▸ What you should do
Reproduce the lines below, swapping "one dot per instance" for "a single point per instance" wherever it occurs and leaving everything else as it stands. Leave the pictures out of your answer.

___

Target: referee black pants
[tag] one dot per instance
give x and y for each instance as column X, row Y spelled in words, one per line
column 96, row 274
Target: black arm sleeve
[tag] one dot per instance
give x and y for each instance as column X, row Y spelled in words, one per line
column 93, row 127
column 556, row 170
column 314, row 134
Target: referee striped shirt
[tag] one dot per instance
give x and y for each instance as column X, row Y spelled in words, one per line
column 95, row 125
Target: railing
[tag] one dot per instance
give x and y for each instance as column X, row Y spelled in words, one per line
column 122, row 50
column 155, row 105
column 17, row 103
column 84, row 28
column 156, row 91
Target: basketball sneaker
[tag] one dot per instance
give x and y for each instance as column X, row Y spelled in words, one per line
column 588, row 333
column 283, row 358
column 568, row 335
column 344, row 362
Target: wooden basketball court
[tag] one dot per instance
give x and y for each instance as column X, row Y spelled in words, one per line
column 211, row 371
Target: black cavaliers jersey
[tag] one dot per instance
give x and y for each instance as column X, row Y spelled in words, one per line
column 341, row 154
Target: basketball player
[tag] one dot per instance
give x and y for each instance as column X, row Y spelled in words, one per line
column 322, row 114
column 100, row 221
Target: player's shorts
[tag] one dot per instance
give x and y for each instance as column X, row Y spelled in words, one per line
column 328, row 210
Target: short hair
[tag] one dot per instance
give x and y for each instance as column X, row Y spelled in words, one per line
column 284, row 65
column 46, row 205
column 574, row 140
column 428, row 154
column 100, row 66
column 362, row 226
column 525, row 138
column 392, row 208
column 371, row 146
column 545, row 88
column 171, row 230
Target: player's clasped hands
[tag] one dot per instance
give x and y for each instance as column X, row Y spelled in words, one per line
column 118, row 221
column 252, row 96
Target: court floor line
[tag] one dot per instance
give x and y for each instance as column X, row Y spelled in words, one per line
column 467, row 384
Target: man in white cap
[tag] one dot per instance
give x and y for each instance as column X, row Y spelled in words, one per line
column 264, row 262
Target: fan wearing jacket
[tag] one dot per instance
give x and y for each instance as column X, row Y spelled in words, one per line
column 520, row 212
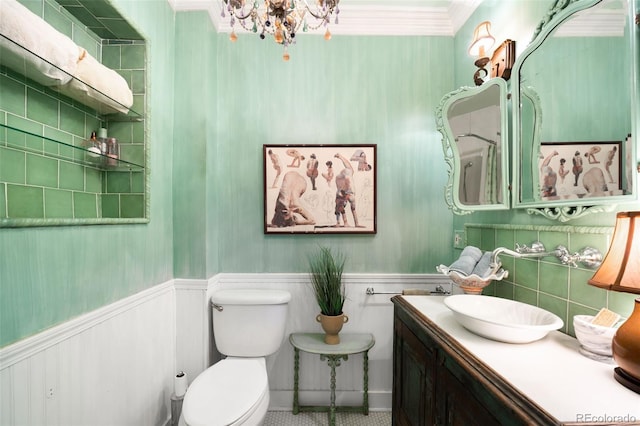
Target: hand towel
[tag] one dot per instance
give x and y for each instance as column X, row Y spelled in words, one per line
column 483, row 268
column 467, row 261
column 35, row 49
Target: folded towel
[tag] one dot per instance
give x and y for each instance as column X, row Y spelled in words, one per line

___

▸ Exercise response
Target: referee black pants
[tag] a single point per instance
give x and y for each instance as column X, row Y spelled in words, one per line
column 96, row 274
Target: black arm sleeve
[tag] a single point per instance
give x and y for each instance as column X, row Y spelled in words, one per line
column 93, row 127
column 556, row 170
column 314, row 134
Target: referee striped shirt
[tag] a single point per instance
give x and y for each instance as column X, row Y spelled in words, one per line
column 95, row 125
Target: railing
[tag] a single point per instance
give x and y for each instance as column X, row Y spelled in words, one per line
column 122, row 50
column 155, row 105
column 17, row 103
column 84, row 28
column 156, row 91
Target: basketball sneaker
[tag] a single point per instance
give x and y for each instance as column X, row Y spelled in words, one per line
column 588, row 333
column 283, row 358
column 568, row 335
column 344, row 362
Target: wooden basketball court
[tag] a single point per instance
give x and y for each instance as column X, row Y spelled in words, one per line
column 211, row 371
Target: black cavaliers jersey
[tag] a single point per instance
give x and y for each instance as column X, row Y spelled in words, one per line
column 341, row 154
Target: basketball player
[tag] a single point per instance
give x and y for each instance as column X, row Y spelled in words, one per line
column 322, row 114
column 100, row 221
Target: player's shorts
[tag] a single point per instance
give x and y for each instance as column X, row Y spelled in words, one per line
column 328, row 210
Target: short hair
[tag] a single point per instance
give x and y for each instance as column X, row Y spelled in words, one per line
column 284, row 65
column 46, row 205
column 574, row 140
column 428, row 154
column 100, row 66
column 362, row 226
column 525, row 138
column 392, row 208
column 371, row 146
column 545, row 88
column 171, row 230
Target: player's clasped hands
[tag] a single point per instance
give x and y for each instance as column X, row Y spelled in words, one per line
column 118, row 221
column 252, row 96
Target: court floor line
[tag] a single point per instance
give x and y for each instance as column X, row Y spelled in words, one per line
column 467, row 384
Target: man in white cap
[tag] a single point per instance
give x and y for each instance as column X, row Y spelled in words, one per line
column 264, row 262
Target: fan wearing jacket
[tag] a single point per instance
give x and y for each instance as column X, row Y spelled in words, one per line
column 520, row 212
Target: hand towel
[tag] a single point per instance
give x and y for each instance as column X, row Y spelled in words, one per line
column 483, row 268
column 467, row 261
column 35, row 49
Target: folded towel
[tag] a single point per instance
give x and y for each instance as column X, row Y spelled in words, one per line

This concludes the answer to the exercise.